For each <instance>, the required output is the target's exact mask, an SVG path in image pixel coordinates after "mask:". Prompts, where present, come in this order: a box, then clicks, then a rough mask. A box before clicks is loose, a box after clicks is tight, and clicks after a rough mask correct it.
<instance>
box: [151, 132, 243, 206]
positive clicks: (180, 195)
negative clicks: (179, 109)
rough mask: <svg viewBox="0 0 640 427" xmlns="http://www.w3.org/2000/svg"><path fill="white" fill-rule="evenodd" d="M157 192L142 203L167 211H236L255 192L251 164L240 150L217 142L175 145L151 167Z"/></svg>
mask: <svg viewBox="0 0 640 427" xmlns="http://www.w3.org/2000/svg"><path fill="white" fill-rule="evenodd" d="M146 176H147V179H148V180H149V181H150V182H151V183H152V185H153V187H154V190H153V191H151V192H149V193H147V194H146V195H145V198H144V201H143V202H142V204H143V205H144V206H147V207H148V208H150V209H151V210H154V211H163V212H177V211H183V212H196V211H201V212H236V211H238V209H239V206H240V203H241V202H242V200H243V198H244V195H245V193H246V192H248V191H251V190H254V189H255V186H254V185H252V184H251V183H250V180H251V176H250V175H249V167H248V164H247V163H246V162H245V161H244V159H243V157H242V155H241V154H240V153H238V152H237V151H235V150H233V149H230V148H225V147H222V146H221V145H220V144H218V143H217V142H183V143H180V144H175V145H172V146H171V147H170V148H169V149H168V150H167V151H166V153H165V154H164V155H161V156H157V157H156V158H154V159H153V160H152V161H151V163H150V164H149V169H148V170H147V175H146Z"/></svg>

------------

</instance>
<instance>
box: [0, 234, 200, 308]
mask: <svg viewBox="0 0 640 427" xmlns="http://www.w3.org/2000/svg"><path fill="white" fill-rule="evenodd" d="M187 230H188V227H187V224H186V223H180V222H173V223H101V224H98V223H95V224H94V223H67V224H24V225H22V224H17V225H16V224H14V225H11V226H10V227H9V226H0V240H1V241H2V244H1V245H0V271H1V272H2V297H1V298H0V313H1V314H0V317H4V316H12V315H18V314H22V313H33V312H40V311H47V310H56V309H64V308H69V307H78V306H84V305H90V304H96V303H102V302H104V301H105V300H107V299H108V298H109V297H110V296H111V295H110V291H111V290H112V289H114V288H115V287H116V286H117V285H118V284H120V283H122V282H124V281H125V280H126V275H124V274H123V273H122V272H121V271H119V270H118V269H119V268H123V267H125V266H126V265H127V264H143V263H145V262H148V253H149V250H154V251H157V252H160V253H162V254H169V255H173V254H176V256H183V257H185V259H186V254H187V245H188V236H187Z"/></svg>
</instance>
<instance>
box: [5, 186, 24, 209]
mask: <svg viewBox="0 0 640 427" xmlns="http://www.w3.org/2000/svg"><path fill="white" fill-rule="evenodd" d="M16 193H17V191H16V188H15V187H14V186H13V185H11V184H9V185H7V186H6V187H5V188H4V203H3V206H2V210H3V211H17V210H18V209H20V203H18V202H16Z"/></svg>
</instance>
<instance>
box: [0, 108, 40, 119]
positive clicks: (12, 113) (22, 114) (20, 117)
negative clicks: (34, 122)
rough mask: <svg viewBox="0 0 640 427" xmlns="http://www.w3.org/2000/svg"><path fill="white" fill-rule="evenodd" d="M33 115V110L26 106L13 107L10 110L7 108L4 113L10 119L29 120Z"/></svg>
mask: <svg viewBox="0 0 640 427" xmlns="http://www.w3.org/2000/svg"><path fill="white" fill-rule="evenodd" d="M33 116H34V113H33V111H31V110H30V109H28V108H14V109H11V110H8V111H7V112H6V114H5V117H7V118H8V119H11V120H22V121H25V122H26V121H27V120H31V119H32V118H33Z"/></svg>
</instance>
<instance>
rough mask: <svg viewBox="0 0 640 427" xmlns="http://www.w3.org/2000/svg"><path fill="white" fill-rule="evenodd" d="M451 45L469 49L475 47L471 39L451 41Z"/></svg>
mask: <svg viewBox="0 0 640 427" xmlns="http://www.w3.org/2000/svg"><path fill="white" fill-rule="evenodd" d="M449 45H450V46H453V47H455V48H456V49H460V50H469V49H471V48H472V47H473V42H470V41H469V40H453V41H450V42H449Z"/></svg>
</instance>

------------

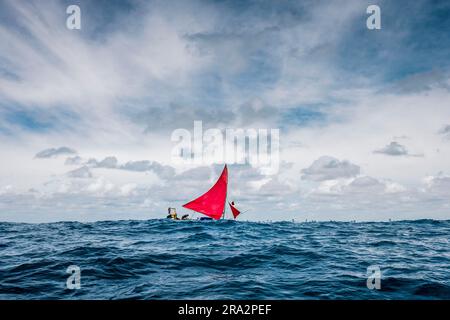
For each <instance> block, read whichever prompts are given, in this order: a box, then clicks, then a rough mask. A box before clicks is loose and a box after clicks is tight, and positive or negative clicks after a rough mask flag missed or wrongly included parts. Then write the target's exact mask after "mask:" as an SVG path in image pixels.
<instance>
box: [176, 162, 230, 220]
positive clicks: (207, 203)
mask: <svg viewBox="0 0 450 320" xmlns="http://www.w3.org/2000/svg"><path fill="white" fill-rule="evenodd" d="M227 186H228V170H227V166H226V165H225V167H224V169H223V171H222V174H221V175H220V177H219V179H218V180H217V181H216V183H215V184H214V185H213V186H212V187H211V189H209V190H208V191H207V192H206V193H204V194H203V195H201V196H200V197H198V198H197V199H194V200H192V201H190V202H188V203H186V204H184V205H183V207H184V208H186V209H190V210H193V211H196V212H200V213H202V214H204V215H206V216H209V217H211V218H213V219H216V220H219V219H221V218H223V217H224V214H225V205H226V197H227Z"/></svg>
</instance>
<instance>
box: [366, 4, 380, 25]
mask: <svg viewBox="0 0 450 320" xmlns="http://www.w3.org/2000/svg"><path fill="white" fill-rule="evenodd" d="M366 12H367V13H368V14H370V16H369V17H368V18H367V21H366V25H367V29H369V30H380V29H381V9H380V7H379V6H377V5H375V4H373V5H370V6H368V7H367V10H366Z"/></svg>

------------

Pick out and copy each line in the items above that contains the word "image".

For each <instance>, the required output is the target's exact mask, an SVG path in image pixel coordinates after "mask:". Prompts, where present, come in this order: a box, then clicks, then a rough mask. A box before clicks is loose, a box after clicks is tight, and clicks after a rough mask correct it.
For each <instance> block, read whichever prompts are given, in this order: a box, then clicks, then a rough mask. A box before clicks is loose and a box after clicks is tight, and positive or negative clicks after a rough mask flag missed or wrongly included parts. Then write the target's exact mask after "mask:" as an SVG path in image pixels.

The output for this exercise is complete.